(RECORDS PROVIDED):

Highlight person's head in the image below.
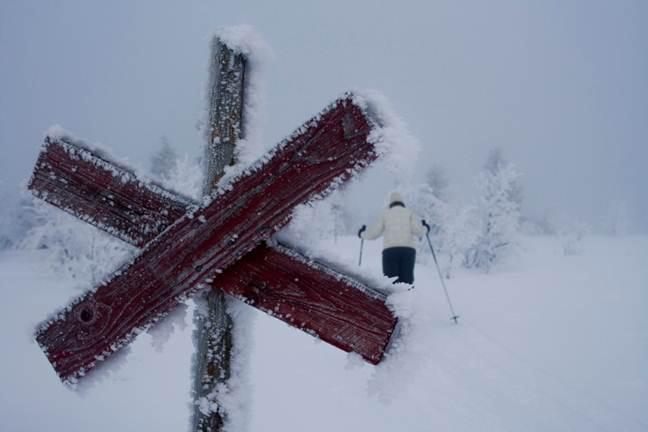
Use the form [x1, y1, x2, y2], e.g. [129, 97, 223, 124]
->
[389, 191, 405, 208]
==
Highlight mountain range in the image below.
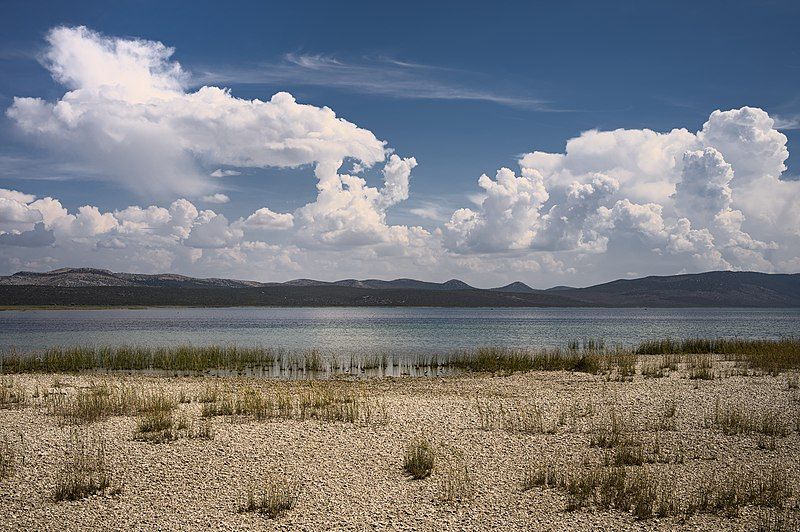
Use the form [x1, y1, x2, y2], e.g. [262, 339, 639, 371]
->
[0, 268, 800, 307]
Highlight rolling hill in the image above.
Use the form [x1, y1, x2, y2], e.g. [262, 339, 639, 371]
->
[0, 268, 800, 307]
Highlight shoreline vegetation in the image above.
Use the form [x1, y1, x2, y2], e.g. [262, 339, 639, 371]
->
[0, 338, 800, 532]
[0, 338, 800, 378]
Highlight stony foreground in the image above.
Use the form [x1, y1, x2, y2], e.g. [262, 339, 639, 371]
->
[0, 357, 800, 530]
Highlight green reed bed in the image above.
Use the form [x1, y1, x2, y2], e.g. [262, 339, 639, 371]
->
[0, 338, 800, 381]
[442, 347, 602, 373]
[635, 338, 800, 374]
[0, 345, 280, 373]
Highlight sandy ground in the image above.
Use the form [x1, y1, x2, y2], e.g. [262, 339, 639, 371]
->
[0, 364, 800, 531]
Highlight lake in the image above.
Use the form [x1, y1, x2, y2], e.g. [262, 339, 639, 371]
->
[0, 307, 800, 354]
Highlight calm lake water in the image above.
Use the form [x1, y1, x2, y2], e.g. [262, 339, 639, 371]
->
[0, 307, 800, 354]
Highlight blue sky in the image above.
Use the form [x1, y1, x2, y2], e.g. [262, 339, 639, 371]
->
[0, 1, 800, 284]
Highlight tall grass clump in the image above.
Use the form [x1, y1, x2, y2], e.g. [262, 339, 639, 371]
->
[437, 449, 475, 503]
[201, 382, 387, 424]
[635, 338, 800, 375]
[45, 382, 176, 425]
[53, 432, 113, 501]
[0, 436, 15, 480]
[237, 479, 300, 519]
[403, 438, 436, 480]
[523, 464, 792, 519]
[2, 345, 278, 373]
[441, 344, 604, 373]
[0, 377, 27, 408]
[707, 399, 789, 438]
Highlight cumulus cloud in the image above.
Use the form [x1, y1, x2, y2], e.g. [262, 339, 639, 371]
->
...
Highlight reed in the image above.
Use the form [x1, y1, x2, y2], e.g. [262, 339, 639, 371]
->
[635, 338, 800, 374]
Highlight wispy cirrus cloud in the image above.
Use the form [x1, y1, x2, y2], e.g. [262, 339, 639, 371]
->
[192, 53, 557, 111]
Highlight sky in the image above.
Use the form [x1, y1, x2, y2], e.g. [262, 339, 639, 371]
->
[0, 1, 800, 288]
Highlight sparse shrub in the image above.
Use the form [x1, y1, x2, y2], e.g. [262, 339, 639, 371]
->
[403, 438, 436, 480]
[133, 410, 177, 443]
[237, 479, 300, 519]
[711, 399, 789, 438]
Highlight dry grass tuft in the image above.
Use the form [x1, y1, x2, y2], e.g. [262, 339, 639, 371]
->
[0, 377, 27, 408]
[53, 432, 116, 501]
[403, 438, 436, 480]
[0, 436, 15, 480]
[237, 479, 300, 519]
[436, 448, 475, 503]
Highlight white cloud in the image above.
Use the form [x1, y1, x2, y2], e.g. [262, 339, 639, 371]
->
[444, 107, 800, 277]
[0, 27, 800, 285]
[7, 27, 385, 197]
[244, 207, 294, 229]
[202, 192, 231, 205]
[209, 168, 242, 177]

(GIVEN INSTRUCTION): Copy out every line above that contains the string "reed". The match is case-sensitive.

(RESULT):
Highlight green reed bed in the image above.
Highlight reed in the image above.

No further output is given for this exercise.